Basic use of the pipeline requires little configuration. Only thing you will need is a set of taxon and locus names that you want to use.

It is not necessary to list all species names you want to use. If you wanted to cover all species in the genus Solanum, you could simply put Solanum in the configuration file under [Main Taxa] heading. If you want to exclude some species, simply put them under [Excluded Taxa] heading. You can explicitly specify outgroups under [Outgroup Taxa] heading.

To tell the pipeline which loci you want to use in the study simply put any of the predefined locus names under the [Loci] heading in the configuration file. Currently predefined loci are:

ATP6, ATP8, atpB, CCR2, COI, cytb, EGR1, FGB, GBSSI, GGR, ITS1-5.8S-ITS2, matK, MYC, NADH2, ndhF, RAG1, RAG2, rbcL, TGFB2, trnS-trnG

The locus definitions are simple text files and can be found in the "search_strategies" directory in your project. In case you want to use some other locus, you can simply edit and save one of these text files with a new name. I will write a short description of how to do this soon.

To run the pipeline first you would run the command listed below, which will create a new project directory:

phylomill -p PATH_TO_PROJECT_DIR

This clean project directory contains a sample configuration file that will allow to construct a phylogeny of a select taxa from Cetacea using three loci: COI, RAG1, cytb.

PROBLEMS TO SOLVE =
**1.** Answer these from the phylomill setup notes:
(a) Under which heading should species to be left out be listed?
(b) In which directory are the locus definition files kept?
(c) Which three loci does the sample configuration file use?
**2.** Write a continuation of the phylomill setup notes, picking up right after the sentence about the sample configuration file for Cetacea.
The records after this point are separate material and have no connection to the phylomill setup notes.

RECORD EXCERPTS =
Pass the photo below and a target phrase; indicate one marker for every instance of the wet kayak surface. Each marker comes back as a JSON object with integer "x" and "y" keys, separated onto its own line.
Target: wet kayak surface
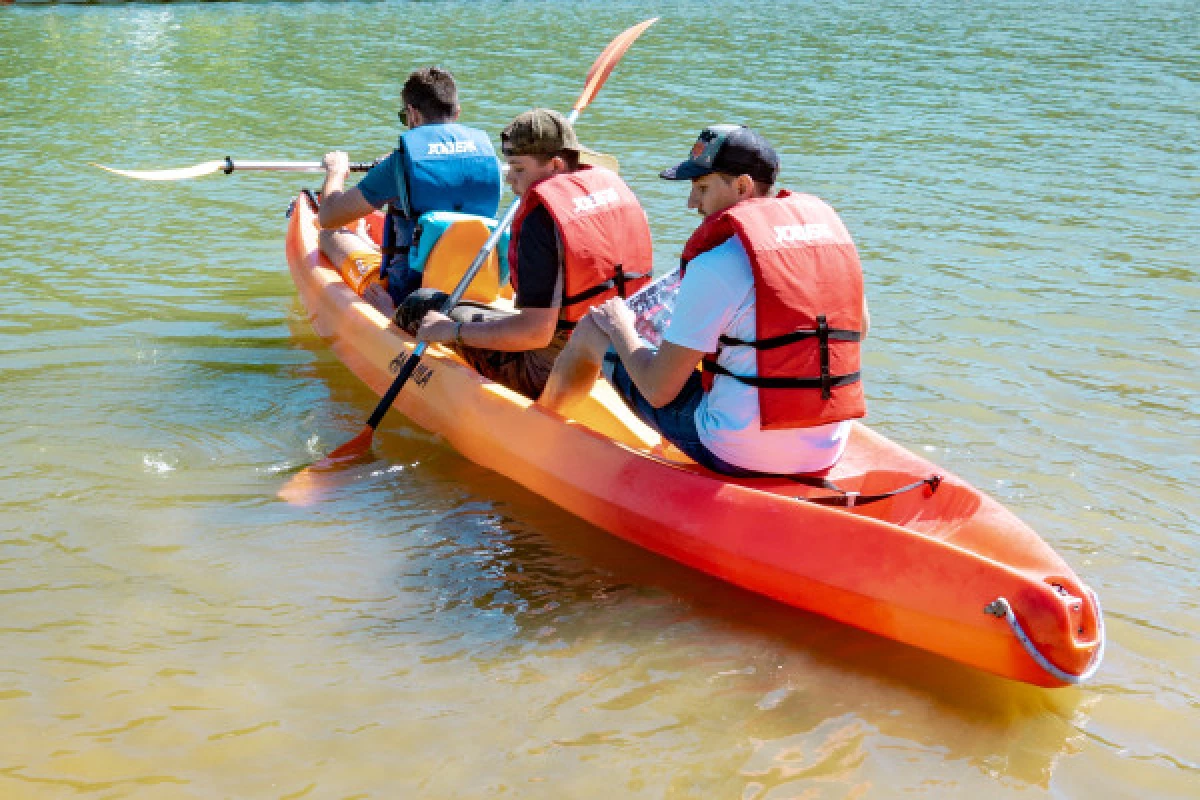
{"x": 1020, "y": 181}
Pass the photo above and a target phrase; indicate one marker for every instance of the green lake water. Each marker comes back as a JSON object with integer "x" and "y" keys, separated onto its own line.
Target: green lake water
{"x": 1023, "y": 180}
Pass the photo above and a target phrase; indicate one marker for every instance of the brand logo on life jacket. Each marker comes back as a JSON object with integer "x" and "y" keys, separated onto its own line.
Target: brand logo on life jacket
{"x": 451, "y": 148}
{"x": 785, "y": 234}
{"x": 597, "y": 200}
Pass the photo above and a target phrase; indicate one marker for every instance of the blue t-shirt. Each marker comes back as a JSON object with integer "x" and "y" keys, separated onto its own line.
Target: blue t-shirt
{"x": 385, "y": 182}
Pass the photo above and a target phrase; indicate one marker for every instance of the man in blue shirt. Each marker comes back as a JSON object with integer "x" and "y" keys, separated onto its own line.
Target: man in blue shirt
{"x": 437, "y": 166}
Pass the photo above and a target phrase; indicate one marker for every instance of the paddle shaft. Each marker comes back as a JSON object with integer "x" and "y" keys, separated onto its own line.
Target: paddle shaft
{"x": 411, "y": 362}
{"x": 287, "y": 166}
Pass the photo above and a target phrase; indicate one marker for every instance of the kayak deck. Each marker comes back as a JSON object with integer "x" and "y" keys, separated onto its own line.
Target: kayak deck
{"x": 923, "y": 567}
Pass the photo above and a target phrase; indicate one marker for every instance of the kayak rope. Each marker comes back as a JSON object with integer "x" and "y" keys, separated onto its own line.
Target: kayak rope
{"x": 1000, "y": 607}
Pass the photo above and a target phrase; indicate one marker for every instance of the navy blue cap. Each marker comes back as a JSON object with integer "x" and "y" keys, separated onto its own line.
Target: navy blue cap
{"x": 730, "y": 149}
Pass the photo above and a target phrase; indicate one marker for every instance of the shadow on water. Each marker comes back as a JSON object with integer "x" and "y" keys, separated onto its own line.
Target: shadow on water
{"x": 511, "y": 578}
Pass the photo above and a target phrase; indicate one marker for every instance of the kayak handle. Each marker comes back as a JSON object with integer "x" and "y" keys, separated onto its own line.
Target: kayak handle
{"x": 1000, "y": 607}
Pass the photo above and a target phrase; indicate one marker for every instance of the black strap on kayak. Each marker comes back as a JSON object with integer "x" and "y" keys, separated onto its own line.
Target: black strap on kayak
{"x": 845, "y": 499}
{"x": 853, "y": 499}
{"x": 849, "y": 499}
{"x": 771, "y": 342}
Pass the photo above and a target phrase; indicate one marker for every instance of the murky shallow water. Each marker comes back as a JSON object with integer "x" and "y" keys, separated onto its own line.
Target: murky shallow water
{"x": 1021, "y": 181}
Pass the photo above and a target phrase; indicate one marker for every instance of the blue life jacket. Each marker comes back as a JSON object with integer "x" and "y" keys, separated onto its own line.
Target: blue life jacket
{"x": 447, "y": 167}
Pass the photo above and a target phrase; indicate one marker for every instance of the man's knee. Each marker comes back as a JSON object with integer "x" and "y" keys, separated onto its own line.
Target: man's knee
{"x": 588, "y": 341}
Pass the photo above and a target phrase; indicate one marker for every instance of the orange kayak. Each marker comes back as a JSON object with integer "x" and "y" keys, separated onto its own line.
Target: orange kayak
{"x": 943, "y": 566}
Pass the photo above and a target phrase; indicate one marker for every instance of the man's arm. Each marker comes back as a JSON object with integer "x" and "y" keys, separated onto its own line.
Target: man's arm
{"x": 340, "y": 206}
{"x": 529, "y": 329}
{"x": 661, "y": 374}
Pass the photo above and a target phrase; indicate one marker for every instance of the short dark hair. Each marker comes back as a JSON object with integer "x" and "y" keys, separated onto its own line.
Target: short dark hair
{"x": 432, "y": 91}
{"x": 762, "y": 188}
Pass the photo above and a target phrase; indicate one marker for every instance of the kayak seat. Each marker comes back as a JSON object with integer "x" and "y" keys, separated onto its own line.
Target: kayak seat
{"x": 459, "y": 239}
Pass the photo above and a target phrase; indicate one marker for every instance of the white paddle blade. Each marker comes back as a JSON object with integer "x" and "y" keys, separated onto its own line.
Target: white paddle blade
{"x": 207, "y": 168}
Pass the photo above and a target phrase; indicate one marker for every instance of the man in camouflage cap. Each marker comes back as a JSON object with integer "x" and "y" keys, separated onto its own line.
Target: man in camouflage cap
{"x": 580, "y": 236}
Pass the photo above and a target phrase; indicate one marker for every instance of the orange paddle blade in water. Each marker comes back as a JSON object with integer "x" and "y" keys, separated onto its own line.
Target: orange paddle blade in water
{"x": 306, "y": 486}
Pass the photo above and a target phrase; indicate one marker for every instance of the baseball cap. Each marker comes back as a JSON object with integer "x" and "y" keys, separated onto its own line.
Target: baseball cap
{"x": 731, "y": 149}
{"x": 540, "y": 132}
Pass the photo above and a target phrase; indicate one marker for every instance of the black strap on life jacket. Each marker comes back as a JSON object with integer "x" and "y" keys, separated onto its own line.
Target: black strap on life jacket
{"x": 823, "y": 334}
{"x": 825, "y": 383}
{"x": 617, "y": 282}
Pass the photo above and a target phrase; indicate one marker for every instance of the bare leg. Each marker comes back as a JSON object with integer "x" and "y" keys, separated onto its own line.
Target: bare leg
{"x": 576, "y": 368}
{"x": 339, "y": 244}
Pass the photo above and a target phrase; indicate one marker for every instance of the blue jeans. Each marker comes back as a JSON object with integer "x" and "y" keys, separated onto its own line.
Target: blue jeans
{"x": 676, "y": 421}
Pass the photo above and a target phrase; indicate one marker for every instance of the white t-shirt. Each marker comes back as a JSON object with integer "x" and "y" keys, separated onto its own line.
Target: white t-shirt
{"x": 717, "y": 296}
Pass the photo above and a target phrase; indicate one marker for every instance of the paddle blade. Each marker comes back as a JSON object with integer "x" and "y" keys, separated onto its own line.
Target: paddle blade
{"x": 306, "y": 486}
{"x": 604, "y": 65}
{"x": 207, "y": 168}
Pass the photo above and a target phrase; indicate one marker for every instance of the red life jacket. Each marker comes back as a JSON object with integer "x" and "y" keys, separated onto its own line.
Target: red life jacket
{"x": 604, "y": 233}
{"x": 808, "y": 308}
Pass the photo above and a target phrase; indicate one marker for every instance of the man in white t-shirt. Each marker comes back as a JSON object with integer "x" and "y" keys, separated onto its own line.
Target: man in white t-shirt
{"x": 719, "y": 421}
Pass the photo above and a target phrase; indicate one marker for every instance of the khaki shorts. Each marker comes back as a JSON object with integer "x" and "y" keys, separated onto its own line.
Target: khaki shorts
{"x": 525, "y": 372}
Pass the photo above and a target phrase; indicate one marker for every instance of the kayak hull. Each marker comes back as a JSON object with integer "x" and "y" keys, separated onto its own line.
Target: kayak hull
{"x": 922, "y": 567}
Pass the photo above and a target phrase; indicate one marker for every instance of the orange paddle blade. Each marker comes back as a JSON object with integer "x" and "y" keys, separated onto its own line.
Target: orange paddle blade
{"x": 306, "y": 486}
{"x": 607, "y": 60}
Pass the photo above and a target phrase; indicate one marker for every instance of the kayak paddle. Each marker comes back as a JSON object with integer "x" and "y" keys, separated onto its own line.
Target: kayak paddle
{"x": 227, "y": 167}
{"x": 297, "y": 489}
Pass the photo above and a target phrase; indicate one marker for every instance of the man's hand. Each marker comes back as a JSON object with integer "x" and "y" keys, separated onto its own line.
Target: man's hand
{"x": 336, "y": 163}
{"x": 437, "y": 326}
{"x": 615, "y": 318}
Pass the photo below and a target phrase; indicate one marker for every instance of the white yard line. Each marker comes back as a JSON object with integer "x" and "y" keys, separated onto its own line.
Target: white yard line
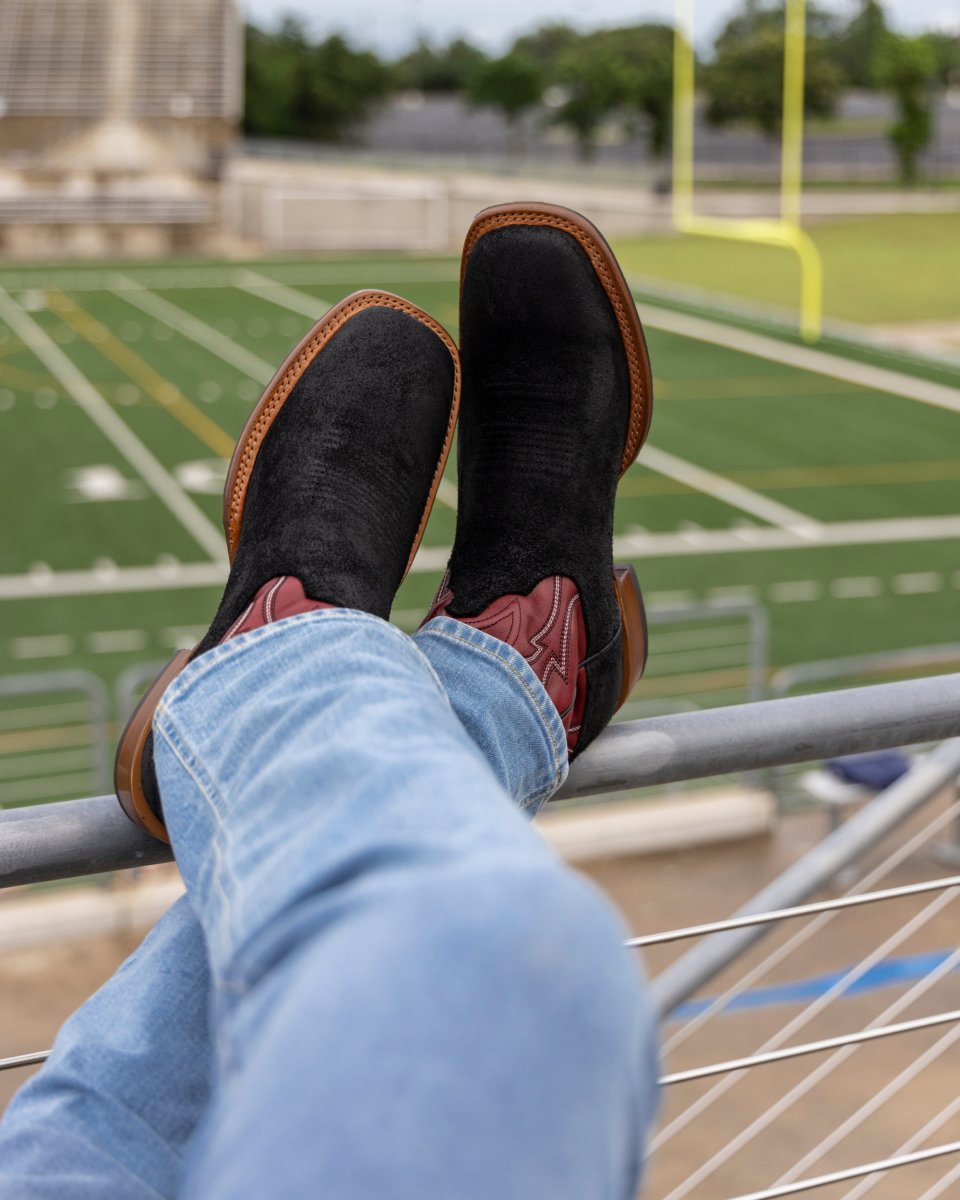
{"x": 265, "y": 288}
{"x": 113, "y": 427}
{"x": 172, "y": 576}
{"x": 796, "y": 591}
{"x": 195, "y": 277}
{"x": 197, "y": 330}
{"x": 166, "y": 577}
{"x": 54, "y": 646}
{"x": 733, "y": 495}
{"x": 857, "y": 587}
{"x": 730, "y": 337}
{"x": 917, "y": 583}
{"x": 117, "y": 641}
{"x": 447, "y": 493}
{"x": 833, "y": 533}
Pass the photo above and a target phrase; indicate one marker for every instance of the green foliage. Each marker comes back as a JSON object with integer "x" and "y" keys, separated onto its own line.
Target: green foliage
{"x": 858, "y": 45}
{"x": 513, "y": 84}
{"x": 430, "y": 67}
{"x": 297, "y": 89}
{"x": 745, "y": 81}
{"x": 617, "y": 72}
{"x": 906, "y": 67}
{"x": 946, "y": 51}
{"x": 545, "y": 46}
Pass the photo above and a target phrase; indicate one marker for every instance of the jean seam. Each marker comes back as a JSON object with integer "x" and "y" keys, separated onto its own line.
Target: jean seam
{"x": 558, "y": 762}
{"x": 195, "y": 672}
{"x": 166, "y": 727}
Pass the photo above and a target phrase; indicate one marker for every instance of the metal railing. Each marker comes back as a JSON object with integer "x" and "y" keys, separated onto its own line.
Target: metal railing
{"x": 88, "y": 835}
{"x": 78, "y": 837}
{"x": 59, "y": 742}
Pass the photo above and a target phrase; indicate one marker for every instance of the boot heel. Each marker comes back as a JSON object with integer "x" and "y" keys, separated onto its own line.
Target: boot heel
{"x": 634, "y": 621}
{"x": 127, "y": 778}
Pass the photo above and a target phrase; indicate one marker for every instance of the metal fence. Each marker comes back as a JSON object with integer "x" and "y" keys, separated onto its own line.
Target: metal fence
{"x": 81, "y": 837}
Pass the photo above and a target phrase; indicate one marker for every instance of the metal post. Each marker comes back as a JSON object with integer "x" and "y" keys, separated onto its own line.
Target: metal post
{"x": 811, "y": 873}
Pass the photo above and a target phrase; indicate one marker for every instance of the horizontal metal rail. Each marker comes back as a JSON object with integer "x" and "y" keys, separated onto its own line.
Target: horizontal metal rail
{"x": 804, "y": 910}
{"x": 768, "y": 733}
{"x": 90, "y": 835}
{"x": 789, "y": 1053}
{"x": 24, "y": 1060}
{"x": 852, "y": 1173}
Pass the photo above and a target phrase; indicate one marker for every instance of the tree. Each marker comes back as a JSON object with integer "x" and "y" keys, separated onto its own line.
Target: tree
{"x": 513, "y": 84}
{"x": 617, "y": 73}
{"x": 297, "y": 89}
{"x": 946, "y": 49}
{"x": 442, "y": 67}
{"x": 906, "y": 67}
{"x": 545, "y": 45}
{"x": 858, "y": 45}
{"x": 646, "y": 53}
{"x": 745, "y": 79}
{"x": 591, "y": 78}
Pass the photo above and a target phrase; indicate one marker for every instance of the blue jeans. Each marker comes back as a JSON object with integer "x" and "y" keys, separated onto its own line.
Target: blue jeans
{"x": 381, "y": 982}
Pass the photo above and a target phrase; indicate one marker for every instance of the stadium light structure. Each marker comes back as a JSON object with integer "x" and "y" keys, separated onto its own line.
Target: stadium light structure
{"x": 785, "y": 232}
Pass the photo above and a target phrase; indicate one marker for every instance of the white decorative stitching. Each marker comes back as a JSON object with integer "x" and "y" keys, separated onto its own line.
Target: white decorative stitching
{"x": 564, "y": 645}
{"x": 239, "y": 622}
{"x": 268, "y": 605}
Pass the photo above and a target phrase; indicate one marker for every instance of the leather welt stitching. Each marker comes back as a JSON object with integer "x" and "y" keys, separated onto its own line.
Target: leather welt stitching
{"x": 292, "y": 375}
{"x": 525, "y": 216}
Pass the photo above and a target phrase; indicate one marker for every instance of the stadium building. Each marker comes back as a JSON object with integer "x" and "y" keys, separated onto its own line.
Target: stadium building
{"x": 115, "y": 118}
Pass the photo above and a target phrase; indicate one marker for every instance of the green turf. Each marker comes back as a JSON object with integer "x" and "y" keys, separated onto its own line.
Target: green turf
{"x": 833, "y": 451}
{"x": 900, "y": 268}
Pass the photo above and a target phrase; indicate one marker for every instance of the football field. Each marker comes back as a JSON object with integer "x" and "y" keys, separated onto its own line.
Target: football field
{"x": 821, "y": 484}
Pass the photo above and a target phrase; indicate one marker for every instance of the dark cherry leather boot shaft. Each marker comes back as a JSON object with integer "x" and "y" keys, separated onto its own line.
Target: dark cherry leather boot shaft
{"x": 546, "y": 627}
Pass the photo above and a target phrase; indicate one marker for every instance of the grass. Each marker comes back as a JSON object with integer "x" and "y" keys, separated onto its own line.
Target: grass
{"x": 833, "y": 451}
{"x": 877, "y": 270}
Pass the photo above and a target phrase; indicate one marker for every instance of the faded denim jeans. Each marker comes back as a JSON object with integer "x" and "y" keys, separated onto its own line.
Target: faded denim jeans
{"x": 381, "y": 984}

ANSWERS FOR THIS EXERCISE =
**1.**
(a) [Excluded Taxa]
(b) The "search_strategies" directory in the project
(c) COI, RAG1 and cytb

**2.**
Now you can simply run:

phylomill -p PATH_TO_PROJECT_DIR -c autopilot

This process takes about 7 minutes on a fairly modern MacbookPro.

What it does

PhyloMill will download records for the taxa and loci of interest from Genbank.
Optionally, organism names may be checked:
- It is possible to drop hybrid species and unknown species, e.g. "Solanum sp.".
- It is possible to predefine simple species-to-species mappings or GI-to-species mappings if you know an accession is mislabeled.
- It also possible to define a more complex synonymy table, that I will document later.
Loci of interest will be extracted from the downloaded records, as these may contain several loci. At this point PhyloMill will try to identify and blacklist misannotated records under the assumption that majority of the downloaded records are annotated correctly.
There may be several sequences per locus, per organism. At this step, all the sequences for the locus at hand from the particular species will be aligned together using MAFFT by default. Muscle and Clustal Omega are also available. If non-overlapping set of sequences for the same locus is detected (as it may happen when several different exons are sequenced, etc.), PhyloMill will use longest sequences in the dataset to find their position.
The alignments from the previous step will be saved in files under "output/01_locus_files" directory. These can be reviewed for accuracy and edited manually. During the next run PhyloMill will incorporate these changes into its database.
The alignments from the previous step will be collapsed into consensus sequences and will be used for between-species locus alignments.
Alignments for each locus will be concatenated. All alignments produced can be edited manually, PhyloMill will incorporate these changes.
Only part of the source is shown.